Supplied text:
○ ○ ○

In the upper-left corner you will find the navigation. Click on `Next` and
`Prev` to move forwards and backwards over your list of files. Note the
counter - you can't move past the first or last files, of course.

For the first histogram, file `188-15.LMD`, the model fit is quite good, so
we don't need to worry about improving the initial parameters. Click on the
`Linearity` or `Debris Model` buttons to see how much difference these
options make (not much in this case). Notice that as you change the
options, the model fit updates automatically. **The last selections you
make before moving on to the next plot are the ones that will be saved!**

The second plot, for `222.LMD`, doesn't show a fitted model:

![](./flowShiny02.png)

This is due to bad initial peak estimates, despite the fact that they look
ok. To fix this, move the `Samp. A` peak estimate by clicking around near
the top of the highest peak. You might need to try a few different spots
before you find one that works (I don't know why this sample is so
tricky!).

○ ○ ○

Given information:
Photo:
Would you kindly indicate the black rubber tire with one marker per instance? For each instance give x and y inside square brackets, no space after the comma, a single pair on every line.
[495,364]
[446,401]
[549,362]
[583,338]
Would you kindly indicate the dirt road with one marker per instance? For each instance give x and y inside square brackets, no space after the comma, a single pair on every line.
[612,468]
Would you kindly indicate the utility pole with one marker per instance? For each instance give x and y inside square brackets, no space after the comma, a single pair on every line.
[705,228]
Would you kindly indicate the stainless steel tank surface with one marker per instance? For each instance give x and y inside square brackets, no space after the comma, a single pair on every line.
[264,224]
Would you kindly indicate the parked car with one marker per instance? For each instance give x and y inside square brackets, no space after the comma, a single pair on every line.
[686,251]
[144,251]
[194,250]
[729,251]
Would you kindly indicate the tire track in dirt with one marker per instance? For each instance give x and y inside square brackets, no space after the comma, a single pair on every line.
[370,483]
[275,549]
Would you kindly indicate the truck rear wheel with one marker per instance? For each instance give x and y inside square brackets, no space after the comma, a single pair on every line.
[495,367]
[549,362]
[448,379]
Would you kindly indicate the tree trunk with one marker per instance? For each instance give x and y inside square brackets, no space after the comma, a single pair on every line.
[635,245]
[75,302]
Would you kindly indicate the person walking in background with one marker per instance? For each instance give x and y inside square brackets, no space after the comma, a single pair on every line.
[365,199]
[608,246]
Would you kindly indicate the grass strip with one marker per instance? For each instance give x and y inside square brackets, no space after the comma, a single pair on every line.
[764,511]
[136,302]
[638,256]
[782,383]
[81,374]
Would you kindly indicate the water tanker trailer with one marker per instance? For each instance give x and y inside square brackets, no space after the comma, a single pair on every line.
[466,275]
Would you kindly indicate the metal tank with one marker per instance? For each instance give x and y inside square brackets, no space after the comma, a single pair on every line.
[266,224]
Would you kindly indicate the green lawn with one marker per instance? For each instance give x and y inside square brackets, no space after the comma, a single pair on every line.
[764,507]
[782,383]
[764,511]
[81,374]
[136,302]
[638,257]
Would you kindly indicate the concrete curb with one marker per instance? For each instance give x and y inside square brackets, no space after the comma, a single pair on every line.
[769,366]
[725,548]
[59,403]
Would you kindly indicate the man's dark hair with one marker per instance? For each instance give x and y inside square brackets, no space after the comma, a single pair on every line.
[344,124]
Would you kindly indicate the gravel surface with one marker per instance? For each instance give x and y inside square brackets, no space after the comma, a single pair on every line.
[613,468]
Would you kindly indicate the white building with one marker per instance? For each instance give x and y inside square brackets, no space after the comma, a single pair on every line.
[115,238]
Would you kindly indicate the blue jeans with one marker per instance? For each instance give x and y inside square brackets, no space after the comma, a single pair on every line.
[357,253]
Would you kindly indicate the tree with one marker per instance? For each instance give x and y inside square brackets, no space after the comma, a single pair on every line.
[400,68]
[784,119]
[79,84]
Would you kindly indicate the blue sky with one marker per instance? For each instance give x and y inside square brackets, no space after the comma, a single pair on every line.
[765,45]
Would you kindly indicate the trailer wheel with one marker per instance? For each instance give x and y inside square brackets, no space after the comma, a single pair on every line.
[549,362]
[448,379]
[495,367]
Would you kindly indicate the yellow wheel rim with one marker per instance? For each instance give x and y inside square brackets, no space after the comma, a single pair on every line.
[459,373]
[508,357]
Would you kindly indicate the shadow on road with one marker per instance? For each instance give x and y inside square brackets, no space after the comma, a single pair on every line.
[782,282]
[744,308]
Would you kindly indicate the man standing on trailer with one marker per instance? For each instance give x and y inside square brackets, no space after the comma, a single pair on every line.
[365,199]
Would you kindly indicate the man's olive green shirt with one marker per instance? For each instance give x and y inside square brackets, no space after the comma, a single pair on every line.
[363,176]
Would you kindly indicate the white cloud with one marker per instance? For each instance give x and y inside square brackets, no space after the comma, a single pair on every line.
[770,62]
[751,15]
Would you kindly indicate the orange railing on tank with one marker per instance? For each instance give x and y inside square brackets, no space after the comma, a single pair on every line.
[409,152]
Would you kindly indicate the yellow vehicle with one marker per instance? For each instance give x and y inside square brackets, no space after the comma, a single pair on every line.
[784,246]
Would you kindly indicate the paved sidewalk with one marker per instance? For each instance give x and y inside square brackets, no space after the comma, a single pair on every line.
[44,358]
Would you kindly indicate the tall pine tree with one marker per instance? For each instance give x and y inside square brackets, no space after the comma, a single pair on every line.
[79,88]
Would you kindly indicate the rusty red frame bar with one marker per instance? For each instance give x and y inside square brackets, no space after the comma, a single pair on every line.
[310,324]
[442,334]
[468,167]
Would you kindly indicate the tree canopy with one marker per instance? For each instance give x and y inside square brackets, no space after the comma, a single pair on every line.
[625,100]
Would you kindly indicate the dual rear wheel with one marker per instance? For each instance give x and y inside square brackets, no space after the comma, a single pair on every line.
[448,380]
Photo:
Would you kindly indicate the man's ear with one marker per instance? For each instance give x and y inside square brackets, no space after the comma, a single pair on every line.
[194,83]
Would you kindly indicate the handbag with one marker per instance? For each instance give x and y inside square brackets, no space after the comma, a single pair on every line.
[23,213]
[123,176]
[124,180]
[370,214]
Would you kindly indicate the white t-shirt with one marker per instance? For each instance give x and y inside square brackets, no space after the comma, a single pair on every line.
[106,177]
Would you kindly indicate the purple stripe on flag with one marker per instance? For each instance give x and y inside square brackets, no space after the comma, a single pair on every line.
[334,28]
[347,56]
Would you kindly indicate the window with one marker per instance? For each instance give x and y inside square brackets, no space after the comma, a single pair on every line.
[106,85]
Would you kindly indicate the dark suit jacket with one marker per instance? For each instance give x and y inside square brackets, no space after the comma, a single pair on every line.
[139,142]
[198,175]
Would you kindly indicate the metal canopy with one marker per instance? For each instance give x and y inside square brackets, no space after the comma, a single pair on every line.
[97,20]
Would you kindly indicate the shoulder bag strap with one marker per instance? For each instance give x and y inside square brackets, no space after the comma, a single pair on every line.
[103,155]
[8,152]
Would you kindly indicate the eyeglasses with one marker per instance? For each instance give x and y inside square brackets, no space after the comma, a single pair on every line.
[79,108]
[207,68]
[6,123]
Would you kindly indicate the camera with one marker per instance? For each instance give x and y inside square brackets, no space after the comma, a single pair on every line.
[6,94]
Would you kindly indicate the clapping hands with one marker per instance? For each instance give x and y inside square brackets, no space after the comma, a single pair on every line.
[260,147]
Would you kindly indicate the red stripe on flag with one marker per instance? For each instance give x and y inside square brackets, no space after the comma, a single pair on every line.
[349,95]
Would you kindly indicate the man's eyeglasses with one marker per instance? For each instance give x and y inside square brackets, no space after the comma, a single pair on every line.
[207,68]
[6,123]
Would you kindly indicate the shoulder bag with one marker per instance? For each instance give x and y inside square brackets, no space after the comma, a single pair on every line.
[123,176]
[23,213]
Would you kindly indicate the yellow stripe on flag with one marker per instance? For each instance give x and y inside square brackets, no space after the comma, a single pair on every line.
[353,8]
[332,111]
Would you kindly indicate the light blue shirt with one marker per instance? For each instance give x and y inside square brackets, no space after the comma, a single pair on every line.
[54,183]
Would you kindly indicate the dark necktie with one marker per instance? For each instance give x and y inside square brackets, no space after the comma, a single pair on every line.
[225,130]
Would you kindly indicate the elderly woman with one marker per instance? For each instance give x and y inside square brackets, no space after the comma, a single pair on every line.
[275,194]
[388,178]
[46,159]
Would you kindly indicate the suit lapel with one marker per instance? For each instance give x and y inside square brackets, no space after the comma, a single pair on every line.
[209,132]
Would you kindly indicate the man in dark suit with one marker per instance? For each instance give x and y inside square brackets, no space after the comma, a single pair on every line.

○ ○ ○

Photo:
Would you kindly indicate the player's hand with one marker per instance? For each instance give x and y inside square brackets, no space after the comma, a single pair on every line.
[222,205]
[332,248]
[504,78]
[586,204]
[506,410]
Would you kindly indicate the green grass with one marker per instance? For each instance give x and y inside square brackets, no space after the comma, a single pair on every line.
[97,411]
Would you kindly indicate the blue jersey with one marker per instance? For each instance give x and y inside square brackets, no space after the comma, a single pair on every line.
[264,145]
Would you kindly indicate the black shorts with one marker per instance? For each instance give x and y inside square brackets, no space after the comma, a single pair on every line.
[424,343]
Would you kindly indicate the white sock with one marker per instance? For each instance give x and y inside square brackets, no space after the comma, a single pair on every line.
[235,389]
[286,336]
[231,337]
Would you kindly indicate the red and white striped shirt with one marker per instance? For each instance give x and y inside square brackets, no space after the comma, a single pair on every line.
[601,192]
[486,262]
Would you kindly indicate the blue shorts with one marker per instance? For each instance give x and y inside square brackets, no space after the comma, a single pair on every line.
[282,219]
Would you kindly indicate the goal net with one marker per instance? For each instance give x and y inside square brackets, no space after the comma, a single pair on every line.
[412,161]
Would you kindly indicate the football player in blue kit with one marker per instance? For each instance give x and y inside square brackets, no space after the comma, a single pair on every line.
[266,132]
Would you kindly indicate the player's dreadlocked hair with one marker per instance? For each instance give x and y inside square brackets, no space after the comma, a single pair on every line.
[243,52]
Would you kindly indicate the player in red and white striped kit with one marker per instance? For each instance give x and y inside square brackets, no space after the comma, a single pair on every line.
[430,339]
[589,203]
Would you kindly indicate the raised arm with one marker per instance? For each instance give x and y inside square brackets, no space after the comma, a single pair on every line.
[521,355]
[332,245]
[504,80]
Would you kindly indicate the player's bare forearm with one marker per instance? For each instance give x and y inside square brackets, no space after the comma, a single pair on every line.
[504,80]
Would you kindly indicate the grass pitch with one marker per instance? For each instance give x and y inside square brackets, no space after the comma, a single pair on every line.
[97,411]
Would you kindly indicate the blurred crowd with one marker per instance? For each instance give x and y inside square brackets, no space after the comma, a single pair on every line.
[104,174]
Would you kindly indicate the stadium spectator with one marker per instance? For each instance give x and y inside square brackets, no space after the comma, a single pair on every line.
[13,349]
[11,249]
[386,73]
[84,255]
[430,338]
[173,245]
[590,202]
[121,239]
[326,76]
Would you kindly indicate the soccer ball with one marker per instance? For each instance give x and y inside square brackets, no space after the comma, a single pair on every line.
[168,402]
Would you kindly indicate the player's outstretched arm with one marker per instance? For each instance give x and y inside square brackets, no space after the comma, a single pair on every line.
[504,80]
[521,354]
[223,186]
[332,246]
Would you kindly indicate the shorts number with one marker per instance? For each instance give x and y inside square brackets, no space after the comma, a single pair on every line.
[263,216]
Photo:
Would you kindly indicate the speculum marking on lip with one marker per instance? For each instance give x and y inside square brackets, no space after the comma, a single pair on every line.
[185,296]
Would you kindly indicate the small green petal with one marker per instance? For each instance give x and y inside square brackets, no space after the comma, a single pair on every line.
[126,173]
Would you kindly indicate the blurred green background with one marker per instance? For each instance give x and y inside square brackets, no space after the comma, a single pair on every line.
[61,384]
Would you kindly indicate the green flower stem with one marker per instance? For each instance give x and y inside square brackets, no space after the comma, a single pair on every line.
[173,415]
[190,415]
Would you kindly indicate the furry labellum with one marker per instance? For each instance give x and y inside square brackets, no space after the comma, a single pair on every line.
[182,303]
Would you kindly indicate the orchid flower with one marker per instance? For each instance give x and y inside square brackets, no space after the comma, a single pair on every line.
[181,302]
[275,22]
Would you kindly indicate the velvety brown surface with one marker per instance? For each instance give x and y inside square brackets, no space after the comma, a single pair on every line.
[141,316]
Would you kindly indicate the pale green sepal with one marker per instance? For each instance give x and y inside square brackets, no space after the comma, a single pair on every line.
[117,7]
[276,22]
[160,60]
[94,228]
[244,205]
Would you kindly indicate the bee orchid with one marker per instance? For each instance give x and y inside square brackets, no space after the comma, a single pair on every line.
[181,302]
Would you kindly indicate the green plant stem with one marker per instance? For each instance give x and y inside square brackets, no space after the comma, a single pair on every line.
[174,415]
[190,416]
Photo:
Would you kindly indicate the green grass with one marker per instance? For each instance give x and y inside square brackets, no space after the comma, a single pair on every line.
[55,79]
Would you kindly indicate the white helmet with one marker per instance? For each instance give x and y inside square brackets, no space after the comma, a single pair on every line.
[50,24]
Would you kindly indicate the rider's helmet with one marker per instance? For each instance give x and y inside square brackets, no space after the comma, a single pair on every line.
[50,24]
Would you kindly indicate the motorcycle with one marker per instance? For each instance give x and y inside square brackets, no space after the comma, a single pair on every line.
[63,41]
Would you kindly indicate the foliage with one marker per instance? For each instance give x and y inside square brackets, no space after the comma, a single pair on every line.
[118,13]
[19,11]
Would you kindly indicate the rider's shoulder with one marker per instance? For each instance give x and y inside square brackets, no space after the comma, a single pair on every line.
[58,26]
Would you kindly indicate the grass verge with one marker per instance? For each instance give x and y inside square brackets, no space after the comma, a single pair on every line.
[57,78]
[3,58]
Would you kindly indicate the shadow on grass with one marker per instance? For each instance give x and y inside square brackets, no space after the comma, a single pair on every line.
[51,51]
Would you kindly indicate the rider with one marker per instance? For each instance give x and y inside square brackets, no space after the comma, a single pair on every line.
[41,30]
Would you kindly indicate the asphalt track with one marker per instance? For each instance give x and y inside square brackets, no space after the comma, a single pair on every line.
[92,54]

○ ○ ○

Objective: From the histogram-fitting walkthrough, copy down the passage between "In the upper-left" and "files, of course.", inclusive, with its wording unchanged.

Solution to the exercise:
In the upper-left corner you will find the navigation. Click on `Next` and
`Prev` to move forwards and backwards over your list of files. Note the
counter - you can't move past the first or last files, of course.